> Text passage
=-=-=-=-=

Re: [PATCH 1/2] open: add close_range()
From: Michael Tirado
Date: Fri May 24 2019 - 21:06:48 EST
What I do in ring=non-supervisor is close all fd's while
checking against an array of exemptions. if /proc is not
mounted I close RLIMIT_NOFILE, if that fails I use a dumb
loop to close everything(slooow). This new system call could
significantly increase the fallback code, but If you use a
range then you may have to call this in batches, depending
on the fd number sequence?
Here's what it looks like in practice:
int exempt[] = { STDIN_FILENO, STDOUT_FILENO, STDERR_FILENO };
if (close_descriptors(exempt, 3))
return -1;
On Tue, May 21, 2019 at 11:41 AM Christian Brauner <christian@xxxxxxxxxx> wrote:
>
> This adds the close_range() syscall. It allows to efficiently close a range
> of file descriptors up to all file descriptors of a calling task.
>
> The syscall came up in a recent discussion around the new mount API and
> making new file descriptor types cloexec by default. During this
> discussion, Al suggested the close_range() syscall (cf. [1]). Note, a
> syscall in this manner has been requested by various people over time.

=-=-=-=-=

> Available records
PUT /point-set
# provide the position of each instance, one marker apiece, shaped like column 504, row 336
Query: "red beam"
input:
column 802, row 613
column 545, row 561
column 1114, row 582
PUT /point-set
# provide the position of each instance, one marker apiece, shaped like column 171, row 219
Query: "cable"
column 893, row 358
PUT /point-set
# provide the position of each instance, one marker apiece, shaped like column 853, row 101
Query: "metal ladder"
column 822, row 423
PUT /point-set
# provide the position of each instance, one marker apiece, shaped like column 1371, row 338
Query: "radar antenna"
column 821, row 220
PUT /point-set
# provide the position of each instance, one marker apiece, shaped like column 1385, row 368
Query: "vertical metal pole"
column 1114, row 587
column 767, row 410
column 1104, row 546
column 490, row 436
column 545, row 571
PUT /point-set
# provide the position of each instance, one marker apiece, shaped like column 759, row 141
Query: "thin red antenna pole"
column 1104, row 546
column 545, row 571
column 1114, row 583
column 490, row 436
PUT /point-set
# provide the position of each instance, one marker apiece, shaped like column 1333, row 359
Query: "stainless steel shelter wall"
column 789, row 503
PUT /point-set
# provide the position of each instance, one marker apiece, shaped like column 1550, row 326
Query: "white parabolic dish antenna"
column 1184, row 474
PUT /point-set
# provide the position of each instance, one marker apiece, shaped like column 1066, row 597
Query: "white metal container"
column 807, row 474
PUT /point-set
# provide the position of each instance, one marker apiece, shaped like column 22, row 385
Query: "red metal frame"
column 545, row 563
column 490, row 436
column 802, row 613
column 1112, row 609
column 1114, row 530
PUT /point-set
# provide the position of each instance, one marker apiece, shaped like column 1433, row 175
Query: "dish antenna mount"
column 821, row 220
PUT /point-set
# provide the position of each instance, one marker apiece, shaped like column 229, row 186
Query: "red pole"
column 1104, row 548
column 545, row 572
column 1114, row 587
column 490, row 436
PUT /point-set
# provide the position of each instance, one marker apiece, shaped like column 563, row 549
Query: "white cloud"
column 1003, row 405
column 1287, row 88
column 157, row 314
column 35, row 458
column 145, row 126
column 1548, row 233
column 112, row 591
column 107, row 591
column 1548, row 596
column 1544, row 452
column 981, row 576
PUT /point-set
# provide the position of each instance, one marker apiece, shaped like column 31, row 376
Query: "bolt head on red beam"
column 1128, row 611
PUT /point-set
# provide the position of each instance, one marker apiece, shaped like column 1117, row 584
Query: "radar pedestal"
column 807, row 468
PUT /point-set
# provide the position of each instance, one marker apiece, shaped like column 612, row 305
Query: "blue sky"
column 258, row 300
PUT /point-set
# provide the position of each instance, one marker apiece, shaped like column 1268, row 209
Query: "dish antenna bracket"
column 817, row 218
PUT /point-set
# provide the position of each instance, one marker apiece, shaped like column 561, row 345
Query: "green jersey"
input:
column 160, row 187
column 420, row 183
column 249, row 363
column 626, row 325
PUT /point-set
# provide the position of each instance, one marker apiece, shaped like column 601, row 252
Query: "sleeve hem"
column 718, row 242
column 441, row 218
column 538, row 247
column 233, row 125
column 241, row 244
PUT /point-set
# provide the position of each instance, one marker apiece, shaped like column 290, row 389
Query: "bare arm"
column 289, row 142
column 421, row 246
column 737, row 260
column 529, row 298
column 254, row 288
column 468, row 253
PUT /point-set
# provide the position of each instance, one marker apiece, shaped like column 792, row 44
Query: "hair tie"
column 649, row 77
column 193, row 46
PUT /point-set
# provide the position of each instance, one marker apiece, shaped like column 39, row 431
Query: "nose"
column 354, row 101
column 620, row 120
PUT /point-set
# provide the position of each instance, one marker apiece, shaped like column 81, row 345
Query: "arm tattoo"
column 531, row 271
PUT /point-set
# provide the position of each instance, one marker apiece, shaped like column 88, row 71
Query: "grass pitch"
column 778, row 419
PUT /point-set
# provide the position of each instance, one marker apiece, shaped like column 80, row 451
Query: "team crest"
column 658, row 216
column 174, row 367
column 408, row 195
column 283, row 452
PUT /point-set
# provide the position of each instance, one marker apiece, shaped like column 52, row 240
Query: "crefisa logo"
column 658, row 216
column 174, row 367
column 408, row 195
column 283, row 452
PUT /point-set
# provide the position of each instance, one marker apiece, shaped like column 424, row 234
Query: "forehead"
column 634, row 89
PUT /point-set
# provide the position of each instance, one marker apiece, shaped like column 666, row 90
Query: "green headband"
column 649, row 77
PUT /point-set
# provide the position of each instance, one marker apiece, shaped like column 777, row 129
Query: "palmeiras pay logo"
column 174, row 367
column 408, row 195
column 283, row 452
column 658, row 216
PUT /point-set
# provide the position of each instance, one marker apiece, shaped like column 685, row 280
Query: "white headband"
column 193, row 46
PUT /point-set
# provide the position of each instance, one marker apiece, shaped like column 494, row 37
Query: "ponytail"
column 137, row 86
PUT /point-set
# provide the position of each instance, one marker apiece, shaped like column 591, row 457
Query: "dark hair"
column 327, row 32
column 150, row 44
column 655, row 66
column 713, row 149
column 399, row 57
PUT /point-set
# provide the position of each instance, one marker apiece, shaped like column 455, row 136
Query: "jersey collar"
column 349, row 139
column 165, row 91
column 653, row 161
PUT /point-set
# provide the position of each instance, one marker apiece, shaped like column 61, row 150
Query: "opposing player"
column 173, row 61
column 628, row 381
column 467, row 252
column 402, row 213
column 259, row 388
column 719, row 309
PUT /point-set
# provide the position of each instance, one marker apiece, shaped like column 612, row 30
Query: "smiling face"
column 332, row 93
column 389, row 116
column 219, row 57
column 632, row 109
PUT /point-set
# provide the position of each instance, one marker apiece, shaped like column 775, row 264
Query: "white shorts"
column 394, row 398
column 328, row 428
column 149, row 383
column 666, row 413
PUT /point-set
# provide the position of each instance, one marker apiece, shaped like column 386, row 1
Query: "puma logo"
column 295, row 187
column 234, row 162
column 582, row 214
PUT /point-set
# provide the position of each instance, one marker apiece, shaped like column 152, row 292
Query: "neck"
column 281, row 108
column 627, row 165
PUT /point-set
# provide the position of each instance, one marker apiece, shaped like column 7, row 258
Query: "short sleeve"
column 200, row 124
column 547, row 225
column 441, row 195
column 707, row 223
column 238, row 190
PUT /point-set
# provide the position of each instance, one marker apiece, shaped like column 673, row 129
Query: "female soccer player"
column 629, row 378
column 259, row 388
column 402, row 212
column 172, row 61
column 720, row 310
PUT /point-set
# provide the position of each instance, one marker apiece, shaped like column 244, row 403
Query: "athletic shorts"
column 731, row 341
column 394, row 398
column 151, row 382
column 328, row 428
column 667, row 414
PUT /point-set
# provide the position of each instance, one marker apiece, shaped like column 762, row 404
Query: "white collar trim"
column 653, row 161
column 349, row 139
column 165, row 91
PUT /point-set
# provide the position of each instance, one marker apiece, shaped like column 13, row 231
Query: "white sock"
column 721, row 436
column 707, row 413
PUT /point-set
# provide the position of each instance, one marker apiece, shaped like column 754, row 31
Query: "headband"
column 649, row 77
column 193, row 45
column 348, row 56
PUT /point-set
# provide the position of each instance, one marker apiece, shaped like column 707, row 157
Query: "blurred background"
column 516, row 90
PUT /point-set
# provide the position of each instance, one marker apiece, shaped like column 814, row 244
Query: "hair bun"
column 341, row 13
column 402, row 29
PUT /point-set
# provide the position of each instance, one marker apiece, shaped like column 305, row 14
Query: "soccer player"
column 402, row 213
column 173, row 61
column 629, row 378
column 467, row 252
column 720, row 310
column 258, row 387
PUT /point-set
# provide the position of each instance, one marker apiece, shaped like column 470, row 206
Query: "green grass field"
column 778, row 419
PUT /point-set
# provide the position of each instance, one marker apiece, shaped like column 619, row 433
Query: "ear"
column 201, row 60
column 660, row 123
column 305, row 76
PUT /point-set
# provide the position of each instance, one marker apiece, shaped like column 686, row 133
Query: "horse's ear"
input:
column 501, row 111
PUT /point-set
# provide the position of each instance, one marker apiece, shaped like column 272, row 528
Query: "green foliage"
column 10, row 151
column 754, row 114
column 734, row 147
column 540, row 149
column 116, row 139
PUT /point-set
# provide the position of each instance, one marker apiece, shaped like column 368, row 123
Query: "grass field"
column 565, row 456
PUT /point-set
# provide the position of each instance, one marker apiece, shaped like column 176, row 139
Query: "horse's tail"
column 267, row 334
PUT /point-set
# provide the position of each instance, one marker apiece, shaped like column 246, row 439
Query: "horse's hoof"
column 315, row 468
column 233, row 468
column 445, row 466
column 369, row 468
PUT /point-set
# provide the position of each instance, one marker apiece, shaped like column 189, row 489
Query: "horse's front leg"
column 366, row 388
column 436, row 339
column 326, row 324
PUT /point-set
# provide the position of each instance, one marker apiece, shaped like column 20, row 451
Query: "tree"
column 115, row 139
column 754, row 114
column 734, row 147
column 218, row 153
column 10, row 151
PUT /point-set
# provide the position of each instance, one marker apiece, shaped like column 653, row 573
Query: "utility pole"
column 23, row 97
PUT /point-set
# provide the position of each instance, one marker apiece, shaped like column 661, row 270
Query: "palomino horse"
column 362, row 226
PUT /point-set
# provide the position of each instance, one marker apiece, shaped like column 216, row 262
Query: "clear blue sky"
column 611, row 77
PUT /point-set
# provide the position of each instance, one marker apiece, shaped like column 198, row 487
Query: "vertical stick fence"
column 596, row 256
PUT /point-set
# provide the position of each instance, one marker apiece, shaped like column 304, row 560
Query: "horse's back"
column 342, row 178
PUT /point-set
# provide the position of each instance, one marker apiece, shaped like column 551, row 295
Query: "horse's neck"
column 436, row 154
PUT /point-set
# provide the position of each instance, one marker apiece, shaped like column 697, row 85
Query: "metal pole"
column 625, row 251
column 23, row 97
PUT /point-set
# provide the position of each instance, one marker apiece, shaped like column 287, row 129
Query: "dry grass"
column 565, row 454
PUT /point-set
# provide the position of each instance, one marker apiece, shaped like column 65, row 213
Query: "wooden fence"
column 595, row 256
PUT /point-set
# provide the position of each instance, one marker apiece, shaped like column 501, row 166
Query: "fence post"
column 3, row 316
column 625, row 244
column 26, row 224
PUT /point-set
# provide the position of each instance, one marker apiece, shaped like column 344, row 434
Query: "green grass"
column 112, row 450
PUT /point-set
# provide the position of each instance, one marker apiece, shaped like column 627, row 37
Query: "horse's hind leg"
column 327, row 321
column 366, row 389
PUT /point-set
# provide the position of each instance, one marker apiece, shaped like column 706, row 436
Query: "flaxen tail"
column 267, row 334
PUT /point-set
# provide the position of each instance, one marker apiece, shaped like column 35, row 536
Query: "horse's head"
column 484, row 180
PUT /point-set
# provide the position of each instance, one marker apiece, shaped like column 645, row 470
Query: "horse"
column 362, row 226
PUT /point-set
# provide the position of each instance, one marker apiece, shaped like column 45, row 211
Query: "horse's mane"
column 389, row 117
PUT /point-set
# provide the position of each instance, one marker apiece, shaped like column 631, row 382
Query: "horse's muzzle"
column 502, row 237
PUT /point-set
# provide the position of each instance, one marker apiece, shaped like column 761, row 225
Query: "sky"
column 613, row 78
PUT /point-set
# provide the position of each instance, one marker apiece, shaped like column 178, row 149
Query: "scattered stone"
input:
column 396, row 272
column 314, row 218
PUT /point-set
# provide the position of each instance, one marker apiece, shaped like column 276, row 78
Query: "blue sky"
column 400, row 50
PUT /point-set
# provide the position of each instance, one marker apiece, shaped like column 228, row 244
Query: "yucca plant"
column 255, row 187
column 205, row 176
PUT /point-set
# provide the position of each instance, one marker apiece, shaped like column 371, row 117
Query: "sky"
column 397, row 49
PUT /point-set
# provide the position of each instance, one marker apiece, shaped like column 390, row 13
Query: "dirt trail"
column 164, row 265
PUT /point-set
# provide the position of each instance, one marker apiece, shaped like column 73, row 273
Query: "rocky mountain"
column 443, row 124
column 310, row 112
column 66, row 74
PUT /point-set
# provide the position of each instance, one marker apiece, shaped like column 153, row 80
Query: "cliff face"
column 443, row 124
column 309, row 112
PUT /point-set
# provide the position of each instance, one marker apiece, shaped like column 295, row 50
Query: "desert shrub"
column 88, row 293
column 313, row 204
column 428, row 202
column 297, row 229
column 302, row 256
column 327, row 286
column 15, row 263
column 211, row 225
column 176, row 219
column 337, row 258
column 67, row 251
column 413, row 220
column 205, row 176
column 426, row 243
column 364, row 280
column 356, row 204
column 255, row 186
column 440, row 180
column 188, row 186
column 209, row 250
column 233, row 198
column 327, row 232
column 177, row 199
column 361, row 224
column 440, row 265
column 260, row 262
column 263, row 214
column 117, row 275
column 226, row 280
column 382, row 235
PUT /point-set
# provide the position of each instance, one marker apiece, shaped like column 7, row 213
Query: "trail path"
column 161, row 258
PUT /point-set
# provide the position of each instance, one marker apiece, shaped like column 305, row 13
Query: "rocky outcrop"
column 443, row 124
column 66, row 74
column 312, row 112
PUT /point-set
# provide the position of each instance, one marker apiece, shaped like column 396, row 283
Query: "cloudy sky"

=-=-=-=-=

> Set task 1
Reproduce, word for word, the section of the close_range() mailing list reply above that begins with the words "Re: [PATCH 1/2]" and ends with "fd number sequence?".
> Set task 2
Transcribe the listing above exactly, from its first line through the line containing "column 893, row 358", including both of those lines.

> Task output 1
Re: [PATCH 1/2] open: add close_range()
From: Michael Tirado
Date: Fri May 24 2019 - 21:06:48 EST
What I do in ring=non-supervisor is close all fd's while
checking against an array of exemptions. if /proc is not
mounted I close RLIMIT_NOFILE, if that fails I use a dumb
loop to close everything(slooow). This new system call could
significantly increase the fallback code, but If you use a
range then you may have to call this in batches, depending
on the fd number sequence?

> Task output 2
PUT /point-set
# provide the position of each instance, one marker apiece, shaped like column 504, row 336
Query: "red beam"
input:
column 802, row 613
column 545, row 561
column 1114, row 582
PUT /point-set
# provide the position of each instance, one marker apiece, shaped like column 171, row 219
Query: "cable"
column 893, row 358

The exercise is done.